[SELECTED PASSAGE]
The Marshua Stakes is an American Thoroughbred horse race held annually in February at Laurel Park Racecourse in Laurel, Maryland. The race is open to three-year-old fillies and is run at six furlongs on the dirt.

An ungraded stakes race, it offers a purse of $100,000. The race was named in honor of the great race mare Marshua in 1987. Marshua was foaled in 1962 and was an American Thoroughbred racehorse sired by Nashua out of Emardee, by Heliopolis. Marshua was ranked second in her class of two-year-olds. She made 16 starts in 1964 and was in the money 15 times, or 94% of the time. The highlight of that season was her victory in the prestigious Selima Stakes at Laurel Park Racecorse in Maryland. Having led all the way around the  mile event, she battled Queen Empress through the stretch to win by a fading neck. Queen Empress was later named champion two-year-old filly. In addition to the Selima, Marshua won the Schuylerville Stakes, the Gardenia Stakes and the Marguerite Stakes in her freshman year.

[DIRECTIVE A] Edit the dataset rows from the start of the rows through the row containing "386;30;392;152", replacing "classifier" with "tagger" wherever it appears and changing nothing else. Leave the pictures out.

[Dataset rows]
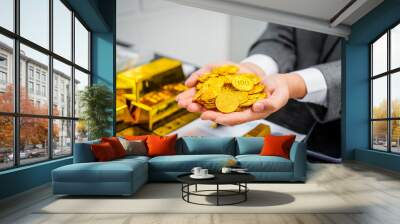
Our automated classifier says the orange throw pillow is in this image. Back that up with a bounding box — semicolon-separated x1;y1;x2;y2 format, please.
101;137;126;158
260;135;296;159
146;134;178;157
124;135;149;141
91;142;117;162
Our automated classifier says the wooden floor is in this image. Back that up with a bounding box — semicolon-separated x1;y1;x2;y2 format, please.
0;163;400;224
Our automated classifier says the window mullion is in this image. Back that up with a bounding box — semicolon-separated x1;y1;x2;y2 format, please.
13;0;20;166
71;11;76;155
47;0;53;159
386;30;392;152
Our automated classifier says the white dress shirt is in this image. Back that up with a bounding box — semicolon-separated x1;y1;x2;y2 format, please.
242;54;328;107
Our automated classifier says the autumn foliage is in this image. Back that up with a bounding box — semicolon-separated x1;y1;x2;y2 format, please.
372;99;400;141
0;85;59;149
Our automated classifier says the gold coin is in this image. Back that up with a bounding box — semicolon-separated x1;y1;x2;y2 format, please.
193;65;268;113
215;93;239;113
232;75;254;91
249;84;265;94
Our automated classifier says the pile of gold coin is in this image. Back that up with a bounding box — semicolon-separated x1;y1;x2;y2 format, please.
193;65;267;113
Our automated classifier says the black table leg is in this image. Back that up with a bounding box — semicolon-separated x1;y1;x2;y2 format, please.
244;182;248;201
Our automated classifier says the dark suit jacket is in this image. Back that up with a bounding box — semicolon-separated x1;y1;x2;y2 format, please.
249;24;341;157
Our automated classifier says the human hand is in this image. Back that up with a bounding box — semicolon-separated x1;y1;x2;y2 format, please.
177;63;306;126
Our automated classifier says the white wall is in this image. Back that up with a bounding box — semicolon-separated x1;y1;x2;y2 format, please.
229;16;267;62
117;0;265;65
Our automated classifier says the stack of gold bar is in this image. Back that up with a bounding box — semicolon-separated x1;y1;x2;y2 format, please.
194;65;267;113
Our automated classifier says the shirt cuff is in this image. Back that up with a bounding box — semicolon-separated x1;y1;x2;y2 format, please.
292;68;328;107
242;54;279;75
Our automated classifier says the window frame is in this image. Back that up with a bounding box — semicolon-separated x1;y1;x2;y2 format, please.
368;21;400;154
0;0;93;172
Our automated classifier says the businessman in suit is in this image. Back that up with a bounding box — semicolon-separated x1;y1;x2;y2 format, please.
177;24;341;158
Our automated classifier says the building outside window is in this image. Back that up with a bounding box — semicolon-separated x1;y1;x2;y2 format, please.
28;66;33;80
0;0;91;170
370;22;400;153
28;81;34;94
0;54;8;88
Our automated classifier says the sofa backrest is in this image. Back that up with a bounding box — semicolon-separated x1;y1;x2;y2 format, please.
236;137;264;155
176;136;236;156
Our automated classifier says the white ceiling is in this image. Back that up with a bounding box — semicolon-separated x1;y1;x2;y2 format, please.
226;0;350;20
169;0;383;37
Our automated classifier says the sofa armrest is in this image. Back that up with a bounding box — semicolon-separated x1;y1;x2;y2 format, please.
290;142;307;181
74;140;100;163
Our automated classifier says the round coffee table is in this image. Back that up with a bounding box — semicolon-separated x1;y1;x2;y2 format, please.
177;173;255;206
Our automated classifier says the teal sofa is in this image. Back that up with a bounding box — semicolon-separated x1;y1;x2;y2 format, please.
52;137;307;195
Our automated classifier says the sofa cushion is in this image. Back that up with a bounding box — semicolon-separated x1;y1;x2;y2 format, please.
53;159;147;182
91;142;118;162
260;135;296;159
146;134;178;157
74;139;100;163
177;137;235;155
236;137;264;155
236;155;293;172
101;137;126;158
149;154;235;172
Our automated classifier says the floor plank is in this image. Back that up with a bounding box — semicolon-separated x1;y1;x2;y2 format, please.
0;162;400;224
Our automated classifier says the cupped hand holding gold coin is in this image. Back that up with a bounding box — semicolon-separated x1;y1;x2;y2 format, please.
193;65;267;113
177;63;289;125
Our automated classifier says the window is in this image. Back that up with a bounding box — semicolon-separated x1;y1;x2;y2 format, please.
0;70;7;85
36;83;40;96
370;22;400;153
0;34;14;113
0;0;91;170
42;86;46;97
0;53;8;87
28;81;34;94
28;66;33;80
0;0;14;31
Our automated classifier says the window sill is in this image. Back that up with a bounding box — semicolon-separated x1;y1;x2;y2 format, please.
0;156;72;176
355;148;400;172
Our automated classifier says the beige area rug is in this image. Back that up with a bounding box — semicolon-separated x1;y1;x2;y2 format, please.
37;183;360;214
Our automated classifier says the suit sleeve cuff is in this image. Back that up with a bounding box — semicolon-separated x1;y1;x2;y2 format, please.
242;54;279;75
292;68;328;107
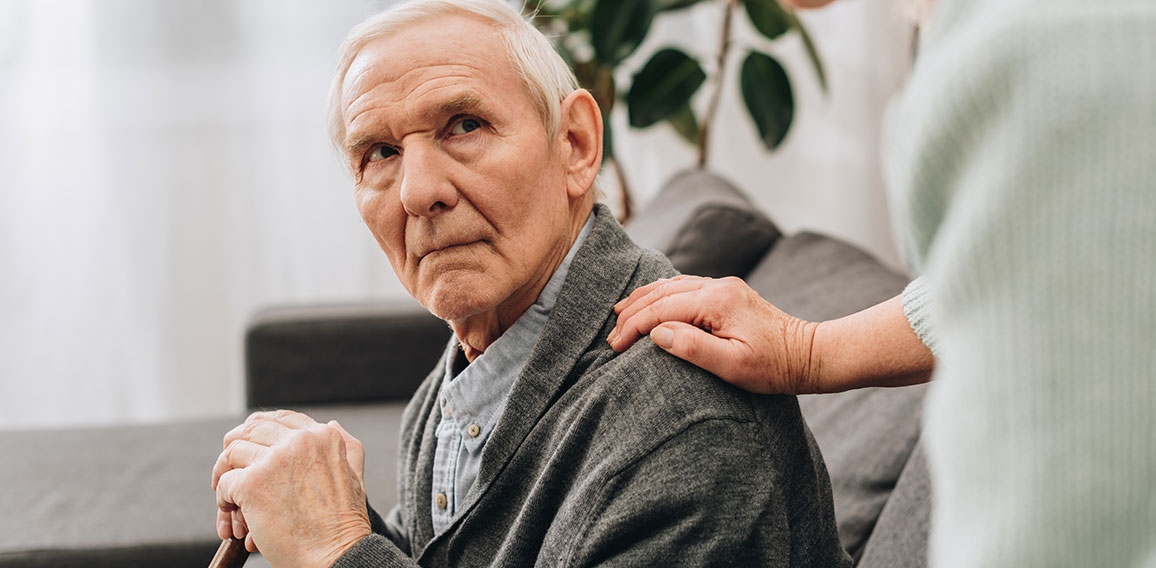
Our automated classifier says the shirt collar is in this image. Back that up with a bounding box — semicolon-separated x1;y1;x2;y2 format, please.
440;213;594;453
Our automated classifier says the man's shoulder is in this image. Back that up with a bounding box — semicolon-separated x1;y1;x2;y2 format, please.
570;338;803;460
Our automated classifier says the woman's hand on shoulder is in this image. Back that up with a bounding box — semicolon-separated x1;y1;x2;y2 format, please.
608;275;821;394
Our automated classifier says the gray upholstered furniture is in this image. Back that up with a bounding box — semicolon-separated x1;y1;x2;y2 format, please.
0;171;929;567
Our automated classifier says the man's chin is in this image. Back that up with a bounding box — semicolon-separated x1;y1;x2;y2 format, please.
418;286;494;322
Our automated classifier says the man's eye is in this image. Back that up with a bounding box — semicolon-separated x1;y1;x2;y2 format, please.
450;118;482;134
366;146;398;162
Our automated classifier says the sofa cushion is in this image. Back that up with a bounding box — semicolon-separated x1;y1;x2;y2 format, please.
859;443;932;568
0;403;402;568
627;170;781;278
245;300;450;408
747;233;926;559
747;233;910;322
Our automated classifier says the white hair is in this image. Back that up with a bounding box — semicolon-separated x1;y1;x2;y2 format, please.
328;0;578;149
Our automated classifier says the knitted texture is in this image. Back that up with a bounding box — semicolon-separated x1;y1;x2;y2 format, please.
903;276;939;356
885;0;1156;567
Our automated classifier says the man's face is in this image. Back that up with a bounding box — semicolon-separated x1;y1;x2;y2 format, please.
342;15;572;322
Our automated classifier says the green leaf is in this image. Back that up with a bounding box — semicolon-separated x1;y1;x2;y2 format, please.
666;104;698;147
791;14;827;93
658;0;702;12
602;111;614;165
627;47;706;128
742;0;793;39
739;51;794;150
590;0;655;65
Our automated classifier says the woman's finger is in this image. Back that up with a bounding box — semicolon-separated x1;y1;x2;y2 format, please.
607;290;713;352
650;322;735;377
614;274;710;313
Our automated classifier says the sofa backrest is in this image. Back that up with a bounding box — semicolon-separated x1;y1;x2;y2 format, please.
628;170;931;567
625;170;783;278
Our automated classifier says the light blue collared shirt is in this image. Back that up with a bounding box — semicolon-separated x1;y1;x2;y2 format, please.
430;214;594;534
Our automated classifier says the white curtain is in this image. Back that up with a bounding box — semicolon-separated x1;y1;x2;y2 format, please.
0;0;403;428
0;0;910;429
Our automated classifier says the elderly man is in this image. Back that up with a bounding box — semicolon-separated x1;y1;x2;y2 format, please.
214;0;850;567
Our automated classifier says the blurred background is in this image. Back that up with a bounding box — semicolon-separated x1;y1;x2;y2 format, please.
0;0;912;429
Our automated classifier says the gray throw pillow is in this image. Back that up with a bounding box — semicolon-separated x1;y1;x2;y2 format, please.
627;170;781;278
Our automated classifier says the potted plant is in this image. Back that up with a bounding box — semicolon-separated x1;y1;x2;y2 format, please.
529;0;827;220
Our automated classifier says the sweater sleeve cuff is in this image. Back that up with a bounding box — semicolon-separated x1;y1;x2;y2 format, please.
903;276;940;357
329;534;417;568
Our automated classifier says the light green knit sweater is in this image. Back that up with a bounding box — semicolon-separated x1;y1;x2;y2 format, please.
885;0;1156;568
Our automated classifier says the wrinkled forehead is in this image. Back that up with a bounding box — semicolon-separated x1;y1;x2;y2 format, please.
341;14;517;109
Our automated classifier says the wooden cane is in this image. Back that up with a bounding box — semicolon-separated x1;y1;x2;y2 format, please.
209;537;249;568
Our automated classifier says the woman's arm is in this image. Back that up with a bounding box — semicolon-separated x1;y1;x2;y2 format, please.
609;276;935;394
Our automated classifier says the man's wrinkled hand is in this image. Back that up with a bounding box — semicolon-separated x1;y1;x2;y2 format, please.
213;411;371;568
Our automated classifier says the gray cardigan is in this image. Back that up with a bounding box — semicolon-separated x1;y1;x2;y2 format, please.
334;206;851;568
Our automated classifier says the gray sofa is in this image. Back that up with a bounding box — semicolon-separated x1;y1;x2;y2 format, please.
0;171;931;568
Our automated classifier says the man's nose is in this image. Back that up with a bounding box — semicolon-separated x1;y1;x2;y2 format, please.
401;146;458;216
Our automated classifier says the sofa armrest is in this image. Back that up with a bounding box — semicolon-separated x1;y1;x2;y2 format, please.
245;301;450;408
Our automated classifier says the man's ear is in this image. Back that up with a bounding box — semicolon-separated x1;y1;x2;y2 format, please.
558;89;602;199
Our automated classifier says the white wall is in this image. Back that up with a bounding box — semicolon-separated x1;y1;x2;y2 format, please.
0;0;909;428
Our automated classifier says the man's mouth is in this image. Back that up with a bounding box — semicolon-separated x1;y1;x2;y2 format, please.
417;241;481;260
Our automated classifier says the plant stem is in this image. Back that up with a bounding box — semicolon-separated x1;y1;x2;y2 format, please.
698;0;736;168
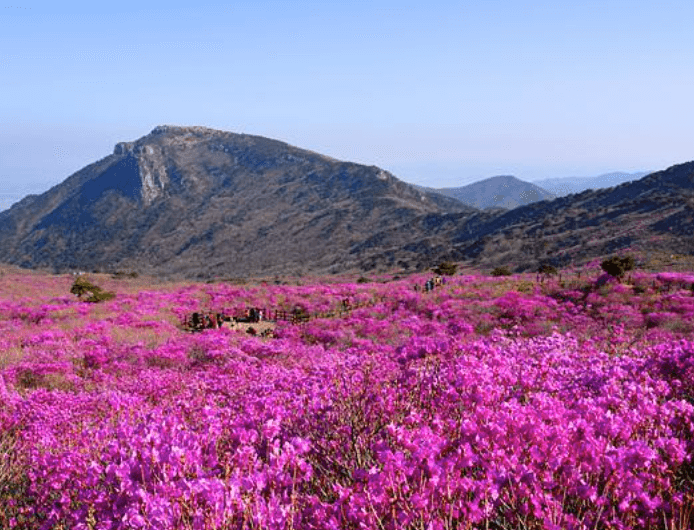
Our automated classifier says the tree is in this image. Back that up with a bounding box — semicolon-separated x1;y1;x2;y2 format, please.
492;266;511;276
600;256;636;280
70;276;116;304
434;261;458;276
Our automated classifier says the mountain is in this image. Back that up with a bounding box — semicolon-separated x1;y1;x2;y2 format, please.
0;193;22;212
0;126;476;278
533;171;650;197
427;176;555;210
351;162;694;272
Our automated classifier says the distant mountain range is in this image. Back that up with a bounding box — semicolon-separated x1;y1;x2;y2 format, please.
422;176;556;206
0;193;23;212
0;126;694;278
533;171;651;197
0;126;474;278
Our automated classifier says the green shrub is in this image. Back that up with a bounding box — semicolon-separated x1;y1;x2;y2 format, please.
600;256;636;278
70;276;116;304
537;263;558;276
492;266;511;276
434;261;458;276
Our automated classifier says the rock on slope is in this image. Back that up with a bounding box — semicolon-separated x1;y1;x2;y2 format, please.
0;126;474;278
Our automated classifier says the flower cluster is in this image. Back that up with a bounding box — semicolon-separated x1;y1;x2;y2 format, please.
0;271;694;530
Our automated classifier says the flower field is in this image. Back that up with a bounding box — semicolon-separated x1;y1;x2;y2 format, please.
0;268;694;530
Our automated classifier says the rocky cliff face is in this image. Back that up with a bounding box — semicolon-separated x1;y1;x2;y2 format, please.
0;126;474;277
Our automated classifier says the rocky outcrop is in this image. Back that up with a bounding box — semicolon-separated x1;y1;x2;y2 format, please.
0;125;474;277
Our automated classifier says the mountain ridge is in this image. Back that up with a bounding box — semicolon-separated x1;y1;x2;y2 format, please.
0;126;473;277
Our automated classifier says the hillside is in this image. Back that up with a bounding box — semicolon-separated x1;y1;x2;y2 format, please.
427;176;555;210
353;162;694;271
0;126;474;277
533;171;650;197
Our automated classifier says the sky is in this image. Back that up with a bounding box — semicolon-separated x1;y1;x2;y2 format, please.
0;0;694;208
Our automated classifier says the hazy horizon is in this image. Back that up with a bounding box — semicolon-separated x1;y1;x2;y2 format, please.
0;0;694;199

[DIRECTIVE B] List every stakes race that the Marshua Stakes passage says Marshua won.

[FINISHED ANSWER A]
Our automated tagger says the orange throw pillow is in this image. Back that up with a bounding box — semicolon-separated x1;y1;x2;y2 format, please.
101;137;126;158
260;135;296;159
146;134;178;157
124;135;149;141
91;142;117;162
Our automated tagger says the wooden floor is in this image. Back that up with a bounding box — semicolon-separated x1;y1;x2;y2 format, please.
0;163;400;224
Our automated tagger says the window mullion is in this image. Back that up with a bounding box — semicolon-separated x1;y1;x2;y2 format, please.
13;0;20;166
71;11;76;155
47;0;53;159
386;30;392;152

[FINISHED ANSWER B]
Selima Stakes
Schuylerville Stakes
Gardenia Stakes
Marguerite Stakes